*Prompt*.
Output as a JSON list of strings, one string per line, the lines of the listing starting with the line containing "hillside in this photo." and going on through the line containing "[(37, 202)]", leaving out any blank lines.

*Provided data*.
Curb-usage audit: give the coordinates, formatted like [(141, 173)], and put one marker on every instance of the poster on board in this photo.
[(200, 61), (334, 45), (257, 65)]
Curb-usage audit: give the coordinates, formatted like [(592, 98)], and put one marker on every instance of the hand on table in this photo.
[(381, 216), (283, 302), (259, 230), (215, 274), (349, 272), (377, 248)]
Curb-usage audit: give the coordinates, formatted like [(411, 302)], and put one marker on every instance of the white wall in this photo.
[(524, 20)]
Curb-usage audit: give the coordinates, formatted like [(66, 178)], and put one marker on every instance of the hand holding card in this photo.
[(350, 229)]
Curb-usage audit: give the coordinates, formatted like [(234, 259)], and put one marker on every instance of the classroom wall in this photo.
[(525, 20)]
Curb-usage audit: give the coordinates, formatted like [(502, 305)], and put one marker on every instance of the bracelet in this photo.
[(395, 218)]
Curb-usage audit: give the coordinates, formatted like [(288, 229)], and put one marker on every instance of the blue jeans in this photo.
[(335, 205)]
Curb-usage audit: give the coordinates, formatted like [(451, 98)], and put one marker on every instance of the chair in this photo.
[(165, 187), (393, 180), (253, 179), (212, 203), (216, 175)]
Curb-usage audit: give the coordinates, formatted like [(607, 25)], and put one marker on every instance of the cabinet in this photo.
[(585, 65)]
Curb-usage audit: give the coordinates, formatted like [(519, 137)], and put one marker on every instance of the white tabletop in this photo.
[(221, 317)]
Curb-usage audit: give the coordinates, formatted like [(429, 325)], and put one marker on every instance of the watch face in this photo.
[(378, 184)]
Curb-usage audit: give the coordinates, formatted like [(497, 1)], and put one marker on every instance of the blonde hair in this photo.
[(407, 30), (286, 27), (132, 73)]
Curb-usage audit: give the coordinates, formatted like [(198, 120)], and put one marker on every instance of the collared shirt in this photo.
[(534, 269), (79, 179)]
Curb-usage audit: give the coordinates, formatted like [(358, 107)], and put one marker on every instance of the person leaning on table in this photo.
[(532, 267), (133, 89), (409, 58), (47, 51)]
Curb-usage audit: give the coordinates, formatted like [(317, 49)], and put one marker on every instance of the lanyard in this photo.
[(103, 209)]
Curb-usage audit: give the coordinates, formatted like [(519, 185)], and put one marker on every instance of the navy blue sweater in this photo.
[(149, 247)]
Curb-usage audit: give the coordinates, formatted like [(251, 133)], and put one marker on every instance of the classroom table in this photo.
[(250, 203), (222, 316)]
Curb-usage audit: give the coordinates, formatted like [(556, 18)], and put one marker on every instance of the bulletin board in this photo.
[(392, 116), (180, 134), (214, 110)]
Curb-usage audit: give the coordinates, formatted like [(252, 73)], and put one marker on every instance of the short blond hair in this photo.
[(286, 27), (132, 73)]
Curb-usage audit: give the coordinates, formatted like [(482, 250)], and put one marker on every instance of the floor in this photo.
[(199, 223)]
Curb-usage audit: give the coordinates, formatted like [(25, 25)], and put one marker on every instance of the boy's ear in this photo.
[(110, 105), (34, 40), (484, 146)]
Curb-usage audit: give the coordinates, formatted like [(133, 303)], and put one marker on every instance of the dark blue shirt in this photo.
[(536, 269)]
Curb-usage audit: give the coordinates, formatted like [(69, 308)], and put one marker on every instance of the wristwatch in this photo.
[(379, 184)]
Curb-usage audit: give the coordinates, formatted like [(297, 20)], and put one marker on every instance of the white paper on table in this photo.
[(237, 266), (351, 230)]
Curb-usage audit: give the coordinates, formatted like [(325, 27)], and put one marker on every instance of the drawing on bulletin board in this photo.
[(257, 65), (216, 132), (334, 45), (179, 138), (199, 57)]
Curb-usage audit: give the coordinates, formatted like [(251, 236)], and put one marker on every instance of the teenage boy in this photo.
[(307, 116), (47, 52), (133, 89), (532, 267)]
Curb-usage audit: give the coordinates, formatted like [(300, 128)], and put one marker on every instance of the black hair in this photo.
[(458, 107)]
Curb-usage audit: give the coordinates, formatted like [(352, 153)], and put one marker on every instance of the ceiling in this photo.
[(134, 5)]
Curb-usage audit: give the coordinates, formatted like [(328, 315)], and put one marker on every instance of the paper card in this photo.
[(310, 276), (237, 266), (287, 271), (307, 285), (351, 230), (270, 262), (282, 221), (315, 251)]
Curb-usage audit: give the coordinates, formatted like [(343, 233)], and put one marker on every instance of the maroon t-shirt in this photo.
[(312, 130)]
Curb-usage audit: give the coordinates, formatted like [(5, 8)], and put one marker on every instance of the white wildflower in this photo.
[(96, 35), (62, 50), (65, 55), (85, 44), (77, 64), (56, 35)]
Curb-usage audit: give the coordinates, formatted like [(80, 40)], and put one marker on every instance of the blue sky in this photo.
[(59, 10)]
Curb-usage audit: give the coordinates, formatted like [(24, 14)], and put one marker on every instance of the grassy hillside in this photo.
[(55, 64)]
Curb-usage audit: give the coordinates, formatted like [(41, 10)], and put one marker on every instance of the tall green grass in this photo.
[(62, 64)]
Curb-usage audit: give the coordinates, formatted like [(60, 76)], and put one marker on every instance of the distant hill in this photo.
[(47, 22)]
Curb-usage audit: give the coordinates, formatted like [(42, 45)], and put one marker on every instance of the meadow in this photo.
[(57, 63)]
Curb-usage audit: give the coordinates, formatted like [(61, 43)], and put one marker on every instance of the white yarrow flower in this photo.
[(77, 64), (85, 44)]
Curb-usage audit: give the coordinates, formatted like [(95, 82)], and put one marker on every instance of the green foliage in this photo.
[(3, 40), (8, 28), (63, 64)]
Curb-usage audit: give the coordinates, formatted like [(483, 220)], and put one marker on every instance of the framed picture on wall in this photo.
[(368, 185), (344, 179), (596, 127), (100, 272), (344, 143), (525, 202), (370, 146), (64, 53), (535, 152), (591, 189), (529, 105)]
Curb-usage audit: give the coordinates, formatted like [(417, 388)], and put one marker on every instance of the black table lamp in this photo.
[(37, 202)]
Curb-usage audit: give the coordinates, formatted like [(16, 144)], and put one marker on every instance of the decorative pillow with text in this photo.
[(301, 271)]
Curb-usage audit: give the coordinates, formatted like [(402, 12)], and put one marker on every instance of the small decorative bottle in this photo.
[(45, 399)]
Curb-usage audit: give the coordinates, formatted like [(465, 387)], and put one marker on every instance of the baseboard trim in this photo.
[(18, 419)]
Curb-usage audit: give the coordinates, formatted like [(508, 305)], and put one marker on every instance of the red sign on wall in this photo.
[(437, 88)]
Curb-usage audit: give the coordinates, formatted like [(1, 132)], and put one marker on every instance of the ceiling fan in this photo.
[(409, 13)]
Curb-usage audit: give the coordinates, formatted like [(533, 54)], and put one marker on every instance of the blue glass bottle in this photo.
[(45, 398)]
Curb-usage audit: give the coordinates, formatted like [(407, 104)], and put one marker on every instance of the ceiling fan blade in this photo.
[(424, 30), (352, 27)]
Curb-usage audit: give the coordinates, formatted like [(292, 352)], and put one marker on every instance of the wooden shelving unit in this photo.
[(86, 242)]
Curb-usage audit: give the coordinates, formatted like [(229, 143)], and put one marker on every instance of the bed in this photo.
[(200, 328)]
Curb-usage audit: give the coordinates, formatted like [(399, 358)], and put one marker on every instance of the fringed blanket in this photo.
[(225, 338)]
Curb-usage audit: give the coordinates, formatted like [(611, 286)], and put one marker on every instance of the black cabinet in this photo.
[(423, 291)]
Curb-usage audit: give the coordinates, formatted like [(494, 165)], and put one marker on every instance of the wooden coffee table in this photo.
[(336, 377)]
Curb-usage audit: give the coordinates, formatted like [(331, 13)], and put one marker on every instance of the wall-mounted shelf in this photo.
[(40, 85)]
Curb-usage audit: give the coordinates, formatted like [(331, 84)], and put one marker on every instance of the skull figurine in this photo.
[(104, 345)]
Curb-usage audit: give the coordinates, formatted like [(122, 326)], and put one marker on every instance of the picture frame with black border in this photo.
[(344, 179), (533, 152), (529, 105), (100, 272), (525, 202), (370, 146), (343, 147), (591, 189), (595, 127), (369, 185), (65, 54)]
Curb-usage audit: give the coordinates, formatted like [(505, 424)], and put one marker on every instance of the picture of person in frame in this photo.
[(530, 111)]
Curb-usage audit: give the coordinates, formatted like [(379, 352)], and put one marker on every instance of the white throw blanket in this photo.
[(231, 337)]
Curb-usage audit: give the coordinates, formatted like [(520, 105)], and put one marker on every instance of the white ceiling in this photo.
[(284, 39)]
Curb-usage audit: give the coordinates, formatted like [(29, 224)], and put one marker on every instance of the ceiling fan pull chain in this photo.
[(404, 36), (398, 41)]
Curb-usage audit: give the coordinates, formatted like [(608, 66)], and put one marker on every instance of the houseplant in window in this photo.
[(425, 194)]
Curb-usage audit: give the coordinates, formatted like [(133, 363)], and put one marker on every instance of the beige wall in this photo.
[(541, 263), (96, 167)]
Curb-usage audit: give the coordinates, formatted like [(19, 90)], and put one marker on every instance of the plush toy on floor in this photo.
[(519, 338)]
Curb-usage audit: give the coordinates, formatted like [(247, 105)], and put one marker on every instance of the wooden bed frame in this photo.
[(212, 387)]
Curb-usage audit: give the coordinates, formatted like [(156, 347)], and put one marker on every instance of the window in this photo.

*Written reply*.
[
  "Curb-usage audit: give the coordinates, formatted like [(24, 14)], and put one marker on every instance of the grassy hillside in this photo.",
  "[(55, 64)]",
  "Curb-usage audit: give the coordinates, formatted like [(41, 10)], and put one marker on every instance of the tall green grass in this photo.",
  "[(62, 64)]",
  "Curb-usage audit: give the coordinates, formatted like [(60, 76)], and put one marker on every instance of the distant hill in this photo.",
  "[(47, 22)]",
  "Curb-usage audit: give the coordinates, formatted like [(42, 45)], and put one marker on every instance of the meadow in this photo.",
  "[(57, 63)]",
  "Curb-usage audit: give the coordinates, formatted like [(61, 43)], and put one marker on every instance of the white yarrow flower in this photo.",
  "[(77, 64), (85, 44)]",
  "Curb-usage audit: give the coordinates, formatted like [(95, 82)], and put one marker on every instance of the green foliage in this photo.",
  "[(3, 40), (8, 28), (63, 64)]",
  "Curb-usage audit: give the coordinates, formatted like [(483, 220)], and put one marker on every instance of the framed picture on wall in this photo.",
  "[(368, 185), (344, 179), (596, 127), (100, 272), (344, 143), (525, 202), (370, 146), (64, 53), (535, 152), (591, 189), (529, 105)]",
  "Curb-usage audit: give the coordinates, formatted like [(417, 388)], and put one marker on every instance of the black table lamp in this photo.",
  "[(37, 202)]"
]